To do ::
Answer these questions from the passage about going home to Madras:
1. How long has the writer gone without seeing family?
2. How many weeks of vacation does the writer want to request from the boss?
3. In the writer's childhood, what jammed the post box when the shopping season was about to begin?

Document passage ::
□ □ □ □ □ □ □

Come April and the Sherpa and I will be making our first trip home since coming to London. It’s been a year and a half – the longest I’ve ever been without seeing my family. Excited doesn’t do justice to how I feel right now. It’s almost as though I’m cocooned by a bubble of elation, floating along with not a care in the world (hey I survived a week of Christmas merriment in March didn’t I?)
Going home requires much thought and preparation. Getting the best deal on your tickets, convincing your boss that 3 weeks is not too much vacation to ask for (oh and could I have a couple of weeks off in June too?), thinking of all the things I’ve been deprived of in London – like my mother’s cooking - and making plans to ensure I get enough of it while I’m in Madras. But if there’s one thing that eclipses all these other tasks it’s The Shopping (we should give it the respect it deserves).
I remember as a child, preparation for our annual vacations back to Madras would begin months in advance. One could always tell that The Shopping season was about to begin when our post box became jammed with blue aerogrammes from India and phone calls from Aunties who had not spoken to us since our last jaunt home, telling us how pleased they were that we were coming and how they couldn’t wait to see us (and our luggage I’m sure)
My mother became the family Santa Claus, getting requests from nieces and nephews. Whether they had been naughty or nice they all got what they asked for. Maybelline announced record breaking quarterly profits and Mattel would have gone bust if it wasn’t for our trips home.
Fast Forward 15 years and one would think there’s no need for the going home shopping anymore. After all, there’s hardly anything you don’t get in India these days. That apparently is not the case. As a friend of mine said ‘everyone from the neighbour's servant to the ball boy at The Mylapore Club must be gavunichified or taken care of’.

□ □ □ □ □ □ □

Data provided ::

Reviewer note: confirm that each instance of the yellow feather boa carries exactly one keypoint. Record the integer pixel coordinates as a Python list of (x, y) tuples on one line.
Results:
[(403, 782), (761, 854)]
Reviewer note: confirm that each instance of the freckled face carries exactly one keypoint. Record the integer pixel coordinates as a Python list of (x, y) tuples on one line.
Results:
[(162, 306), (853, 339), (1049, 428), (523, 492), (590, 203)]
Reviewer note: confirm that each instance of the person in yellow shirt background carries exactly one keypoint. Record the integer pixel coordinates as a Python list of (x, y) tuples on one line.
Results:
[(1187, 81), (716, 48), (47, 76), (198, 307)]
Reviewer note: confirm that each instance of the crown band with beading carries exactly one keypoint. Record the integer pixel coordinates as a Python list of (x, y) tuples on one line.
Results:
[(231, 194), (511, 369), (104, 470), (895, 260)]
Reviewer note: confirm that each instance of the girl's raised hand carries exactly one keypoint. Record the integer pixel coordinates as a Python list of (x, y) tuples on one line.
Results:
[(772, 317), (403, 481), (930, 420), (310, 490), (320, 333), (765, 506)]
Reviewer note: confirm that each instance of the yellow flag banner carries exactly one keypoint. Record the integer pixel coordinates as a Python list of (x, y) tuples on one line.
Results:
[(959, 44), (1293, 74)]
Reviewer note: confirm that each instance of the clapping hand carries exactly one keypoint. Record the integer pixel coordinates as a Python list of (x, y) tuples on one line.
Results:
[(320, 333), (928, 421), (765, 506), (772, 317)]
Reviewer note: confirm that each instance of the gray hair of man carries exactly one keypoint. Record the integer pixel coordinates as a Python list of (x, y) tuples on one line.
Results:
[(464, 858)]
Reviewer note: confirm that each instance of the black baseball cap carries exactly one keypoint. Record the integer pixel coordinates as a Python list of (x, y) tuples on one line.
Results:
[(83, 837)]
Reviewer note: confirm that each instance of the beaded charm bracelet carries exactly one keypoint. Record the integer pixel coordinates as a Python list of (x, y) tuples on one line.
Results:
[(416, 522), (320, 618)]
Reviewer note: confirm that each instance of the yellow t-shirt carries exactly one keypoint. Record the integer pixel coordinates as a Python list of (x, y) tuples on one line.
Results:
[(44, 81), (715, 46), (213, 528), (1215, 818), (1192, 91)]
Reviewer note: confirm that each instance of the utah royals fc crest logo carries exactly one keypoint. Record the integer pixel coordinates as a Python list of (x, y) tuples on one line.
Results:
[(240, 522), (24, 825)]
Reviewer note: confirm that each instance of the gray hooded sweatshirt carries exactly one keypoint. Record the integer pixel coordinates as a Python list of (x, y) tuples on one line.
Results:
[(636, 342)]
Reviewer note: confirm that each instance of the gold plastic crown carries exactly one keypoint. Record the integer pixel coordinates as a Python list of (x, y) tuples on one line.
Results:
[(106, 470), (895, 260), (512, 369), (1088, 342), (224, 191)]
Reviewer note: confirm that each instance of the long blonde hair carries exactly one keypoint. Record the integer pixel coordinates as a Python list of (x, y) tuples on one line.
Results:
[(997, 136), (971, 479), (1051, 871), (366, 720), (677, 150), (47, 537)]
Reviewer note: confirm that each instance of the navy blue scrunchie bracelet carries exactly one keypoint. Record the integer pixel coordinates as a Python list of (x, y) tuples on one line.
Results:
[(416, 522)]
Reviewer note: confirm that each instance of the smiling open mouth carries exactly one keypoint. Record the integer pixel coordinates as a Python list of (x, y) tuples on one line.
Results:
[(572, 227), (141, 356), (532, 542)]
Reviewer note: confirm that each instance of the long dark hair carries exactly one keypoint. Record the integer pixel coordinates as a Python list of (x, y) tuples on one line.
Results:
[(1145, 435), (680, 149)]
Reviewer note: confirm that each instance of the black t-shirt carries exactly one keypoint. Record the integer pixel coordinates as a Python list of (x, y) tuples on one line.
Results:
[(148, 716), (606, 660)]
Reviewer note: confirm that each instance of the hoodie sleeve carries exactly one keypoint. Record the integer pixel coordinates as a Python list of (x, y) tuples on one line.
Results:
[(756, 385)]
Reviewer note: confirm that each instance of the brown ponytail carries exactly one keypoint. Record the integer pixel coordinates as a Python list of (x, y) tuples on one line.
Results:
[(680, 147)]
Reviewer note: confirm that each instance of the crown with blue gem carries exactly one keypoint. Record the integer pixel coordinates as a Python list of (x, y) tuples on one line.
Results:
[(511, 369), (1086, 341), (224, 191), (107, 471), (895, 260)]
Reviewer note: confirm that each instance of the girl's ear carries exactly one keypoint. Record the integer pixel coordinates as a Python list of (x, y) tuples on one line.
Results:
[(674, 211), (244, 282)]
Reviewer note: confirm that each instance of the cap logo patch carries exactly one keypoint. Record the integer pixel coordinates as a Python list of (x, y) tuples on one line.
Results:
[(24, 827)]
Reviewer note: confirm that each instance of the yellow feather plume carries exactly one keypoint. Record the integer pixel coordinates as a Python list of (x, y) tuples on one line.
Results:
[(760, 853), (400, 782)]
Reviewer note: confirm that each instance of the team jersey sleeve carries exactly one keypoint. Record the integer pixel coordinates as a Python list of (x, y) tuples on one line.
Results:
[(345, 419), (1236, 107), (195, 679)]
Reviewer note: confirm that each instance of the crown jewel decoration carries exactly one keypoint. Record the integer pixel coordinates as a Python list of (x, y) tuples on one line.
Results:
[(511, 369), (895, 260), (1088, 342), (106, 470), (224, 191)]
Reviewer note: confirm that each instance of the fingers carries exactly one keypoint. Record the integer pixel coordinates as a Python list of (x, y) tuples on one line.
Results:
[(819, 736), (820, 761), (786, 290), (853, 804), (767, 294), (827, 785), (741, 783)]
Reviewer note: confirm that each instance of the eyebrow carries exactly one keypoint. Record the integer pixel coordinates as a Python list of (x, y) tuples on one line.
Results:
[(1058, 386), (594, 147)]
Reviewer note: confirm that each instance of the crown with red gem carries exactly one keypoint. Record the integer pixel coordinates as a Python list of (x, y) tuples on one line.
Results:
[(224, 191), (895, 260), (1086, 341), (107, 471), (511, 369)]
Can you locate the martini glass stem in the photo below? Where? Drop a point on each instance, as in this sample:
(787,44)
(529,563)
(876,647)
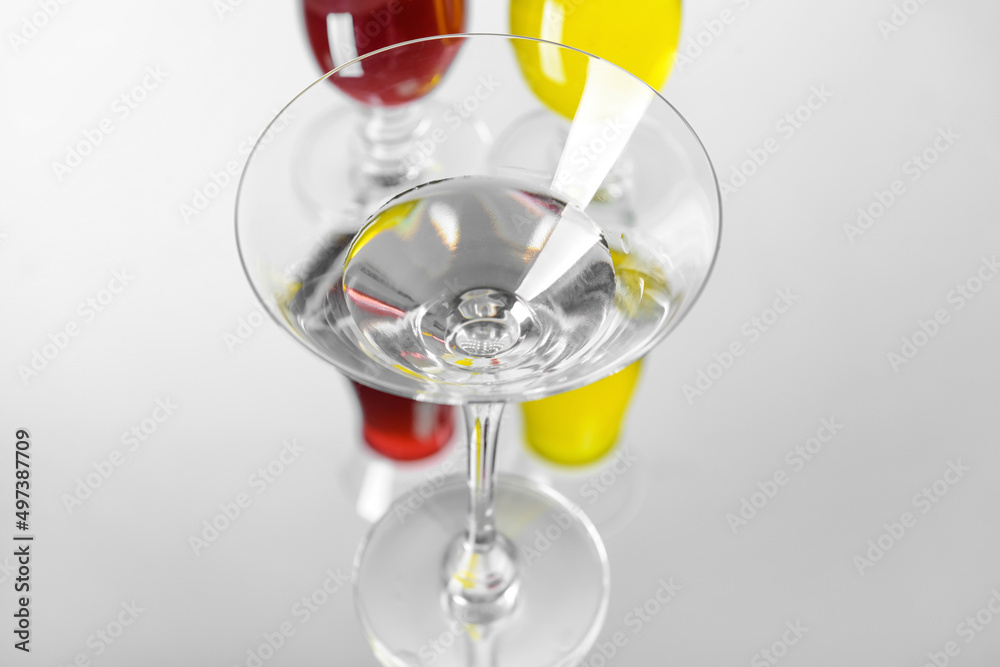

□ □ □ □ □ □ □

Solution to this exercise ::
1. A year and a half.
2. Three weeks.
3. Blue aerogrammes from India.